▶ Goal
Update these lines by changing every "photograph" to "image" and keeping everything else the same. Leave the pictures out of your answer.

=-=-=-=-=

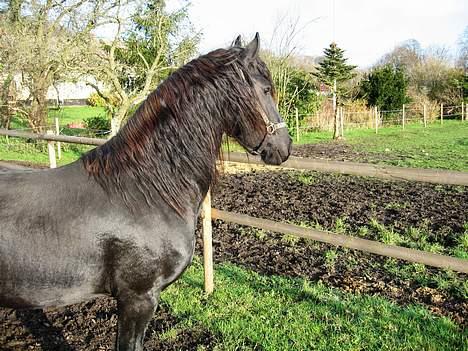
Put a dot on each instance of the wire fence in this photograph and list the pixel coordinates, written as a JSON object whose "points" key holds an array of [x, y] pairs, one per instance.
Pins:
{"points": [[375, 118]]}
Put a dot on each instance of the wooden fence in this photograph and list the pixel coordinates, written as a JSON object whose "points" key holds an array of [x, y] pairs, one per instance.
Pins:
{"points": [[359, 169]]}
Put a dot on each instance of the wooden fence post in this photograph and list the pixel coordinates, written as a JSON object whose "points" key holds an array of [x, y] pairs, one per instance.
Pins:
{"points": [[424, 116], [297, 125], [342, 121], [57, 132], [441, 113], [207, 244], [51, 150], [376, 114], [403, 118]]}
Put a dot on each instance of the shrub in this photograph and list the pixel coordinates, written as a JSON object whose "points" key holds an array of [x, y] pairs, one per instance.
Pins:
{"points": [[98, 124], [96, 100]]}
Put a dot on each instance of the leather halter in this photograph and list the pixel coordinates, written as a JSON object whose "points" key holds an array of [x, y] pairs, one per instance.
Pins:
{"points": [[271, 129]]}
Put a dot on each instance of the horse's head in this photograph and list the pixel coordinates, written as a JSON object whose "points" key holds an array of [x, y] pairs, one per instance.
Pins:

=-=-=-=-=

▶ Solution for this problem
Put a dot on each instance of the wire fence in this image and list the pixel coordinates, written as a JSON object whose "points" key holds an array of [x, y] pairs, one per instance.
Pins:
{"points": [[375, 118]]}
Put a dot on each instance of the wooden fence in this image and list the pixel coordinates, written as a JSON object whose "points" key holds an array of [x, y] pairs, one per instance.
Pins:
{"points": [[359, 169]]}
Put a dot on each instance of the wooden fence post in this image and list the pixel coordinates, written as a JSON object whose "points" key holds an array of [x, y] pairs, one per instance.
Pins:
{"points": [[424, 116], [297, 125], [342, 121], [57, 132], [441, 113], [207, 244], [51, 150], [376, 114], [403, 118]]}
Put a dot on each instance of the shrub in this image and list the pixel coordinates, written as a JSON object whose "points" key holds an array of [x, y] pairs, one per instance.
Pins:
{"points": [[98, 124], [96, 100]]}
Put a dot on each instance of the leather halter in this image and list the pixel coordinates, written as a JSON object whose "points" key holds an array of [x, y] pairs, one per instance.
Pins:
{"points": [[271, 129]]}
Put a dot on each instance of the horse's head in this image and list the pixel coordinates, written as a JSON object whose "points" key holds an array of [x, y] pairs, one per instance.
Pins:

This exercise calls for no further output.